» Task description:
In the vessel measurement text below, copy everything from "The maximum width" down to "(supplementary figure S1).", swapping "most stenosed part" for "narrowest segment".

The maximum width of the vessel diameter in the most stenosed part was measured to assess the vascular remodeling in relation to the area proportion of NodCa and ShCa. This was done using the measurement tool in the Aiforia platform (supplementary figure S1).
Area proportions of NodCa and ShCa was analyzed in relation to patients’ continuous and categorized binomial variables. Continuous data analysis of the patients is presented as the mean (± standard deviation). Data were analyzed for normal distribution by Shapiro-Wilk test. Normally distributed data were analyzed by two-tailed t-test and Pearson correlation test, while non-normally distributed data were analyzed by Mann-Whitney U and Spearman rank analysis. Analysis of covariance was set to assess vessel diameter association with area proportion of NodCa and ShCa along with other confounding factors; age, gender, body mass index (BMI), smoking, hypertension, glomerular filtration rate (GFR) and inflammatory state (high sensitivity C-reactive protein (hs-CRP)). Our data fit the assumption of logistic regression analysis for the association of area proportion of NodCa and ShCa with the clinical parameters of LEAD, adjusted by hypertension, diabetes and dyslipidaemia. P value < 0.05 was considered statistically significant. Data were analyzed using SPSS 25 (Armonk, NY: IBM Corp).

» Information given:
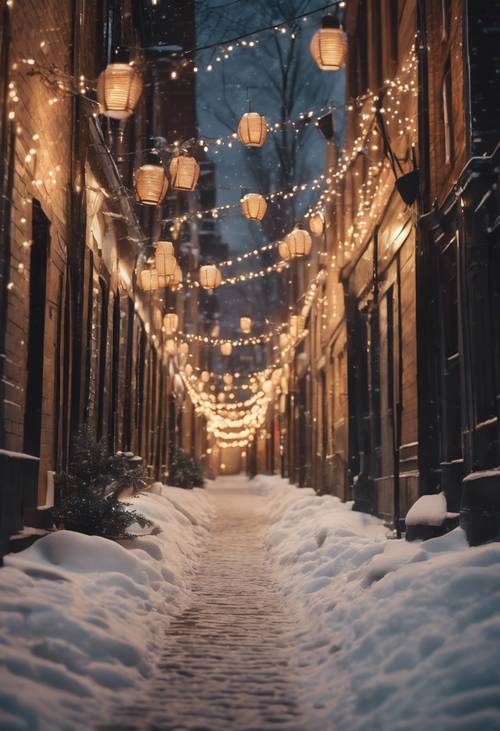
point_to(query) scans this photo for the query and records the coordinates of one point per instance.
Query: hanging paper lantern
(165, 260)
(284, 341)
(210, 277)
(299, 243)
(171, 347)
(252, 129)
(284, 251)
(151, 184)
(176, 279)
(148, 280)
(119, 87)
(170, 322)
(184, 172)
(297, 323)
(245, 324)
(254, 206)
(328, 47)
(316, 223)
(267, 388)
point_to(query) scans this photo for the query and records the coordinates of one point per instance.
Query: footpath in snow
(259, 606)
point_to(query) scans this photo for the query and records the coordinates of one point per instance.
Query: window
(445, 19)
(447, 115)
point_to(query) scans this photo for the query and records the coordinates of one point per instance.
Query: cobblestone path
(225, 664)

...

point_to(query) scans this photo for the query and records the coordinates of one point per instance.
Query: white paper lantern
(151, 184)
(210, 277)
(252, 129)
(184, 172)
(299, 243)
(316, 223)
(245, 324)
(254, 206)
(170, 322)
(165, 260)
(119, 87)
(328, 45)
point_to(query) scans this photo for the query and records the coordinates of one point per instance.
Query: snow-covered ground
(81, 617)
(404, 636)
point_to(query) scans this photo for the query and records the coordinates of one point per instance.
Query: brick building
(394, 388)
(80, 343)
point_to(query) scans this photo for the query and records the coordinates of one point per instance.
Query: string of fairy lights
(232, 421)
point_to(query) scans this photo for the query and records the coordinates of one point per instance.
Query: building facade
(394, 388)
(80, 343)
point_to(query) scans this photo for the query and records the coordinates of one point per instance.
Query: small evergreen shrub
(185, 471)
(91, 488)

» Task result:
The maximum width of the vessel diameter in the narrowest segment was measured to assess the vascular remodeling in relation to the area proportion of NodCa and ShCa. This was done using the measurement tool in the Aiforia platform (supplementary figure S1).